** TRY IT **
Revise the part of the article on Jesse Jackson Jr.'s guilty plea that begins at "The former congressman" and stops after "black-and-red cashmere cape.", changing "cashmere" to "wool".

Former Illinois Congressman Jesse Jackson Jr. on Wednesday pleaded guilty in federal court to misusing hundreds of thousands of dollars in campaign funds.
Jackson acknowledged the charges against him, including conspiracy to commit wire fraud, mail fraud and false statements, and entered a guilty plea per an agreement he signed and was filed last week.
The former congressman last week was charged with spending $750,000 of campaign cash on personal items such as a $4,600 Michael Jackson fedora and a $1,500 black-and-red cashmere cape.
Jackson told Judge Robert Wilkins the charges are an "accurate statement" of what he did, and when asked how he wishes to plead, answered "Guilty, your honor."
The charges require a maximum sentence of five years in prison, a fine of $250,000 and an order of restitution. Because Jackson accepted responsibility, he is eligible for a lesser sentence of between 46 to 57 months and a fine between $10,000 and $100,000. The final decision, though, will be with the judge.
"I'm not bound by the sentencing guidelines," Judge Wilkins said, noting he cannot go beyond the maximum of five years. "The sentencing guidelines are advisory, and they are something I am bound to consider."
"I don't know what sentence you're going to get," Judge Wilkins said. "You don't know what sentence you're going to get."
Prosecutors said Jackson knew the unlawful nature of a "shared or unlawful plan" that he willfully joined. When asked if he committed the offenses described by the prosecution, Jackson acknowledged he did.
Jackson acknowledged that by pleading guilty, he waived his right to a jury and trial.
"I am freely aware of the fact that I am giving up my right to trial," he said.
He was ordered to surrender his passport and report to pretrial services weekly. He can travel outside of the D.C. area but can only live at either his D.C. or Chicago address pending sentencing.
Wednesday's appearance was Jackson Jr.'s first in public since taking medical leave last summer for treatment of bi-polar disorder. He entered the courtroom holding hands with his wife, former Chicago Ald. Sandi Jackson, who later in the day entered a guilty plea to a charge she falsified her tax returns and reported less income than she made.
The single charge against the former alderman carries a maximum prison sentence of three years, but one of her attorney's, Tom Kirsch, said the plea agreement calls for significantly less time.
When asked by the judge whether Jackson Jr.'s hospitalization for bi-polar disorder affected his ability to understand the charges, he responded, "I fully understand the consequences of my actions."

** GIVEN MATERIAL **
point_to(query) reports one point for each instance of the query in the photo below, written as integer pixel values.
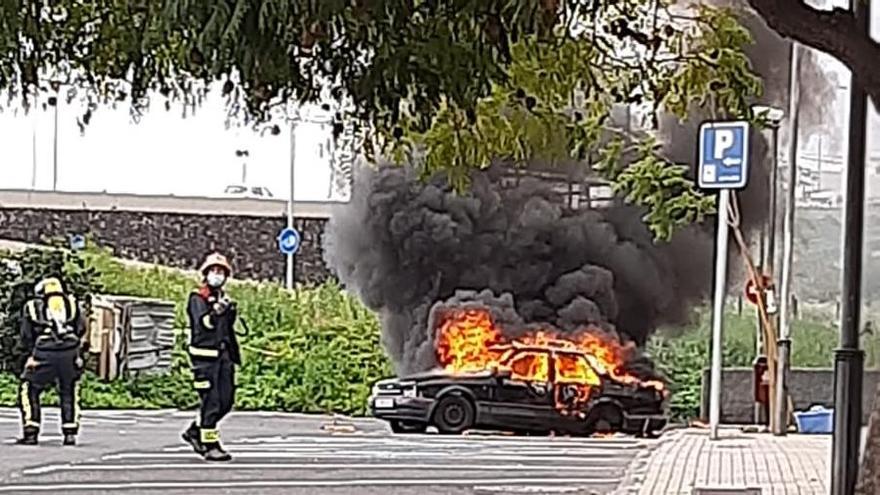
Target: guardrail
(91, 201)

** EXERCISE SOLUTION **
The former congressman last week was charged with spending $750,000 of campaign cash on personal items such as a $4,600 Michael Jackson fedora and a $1,500 black-and-red wool cape.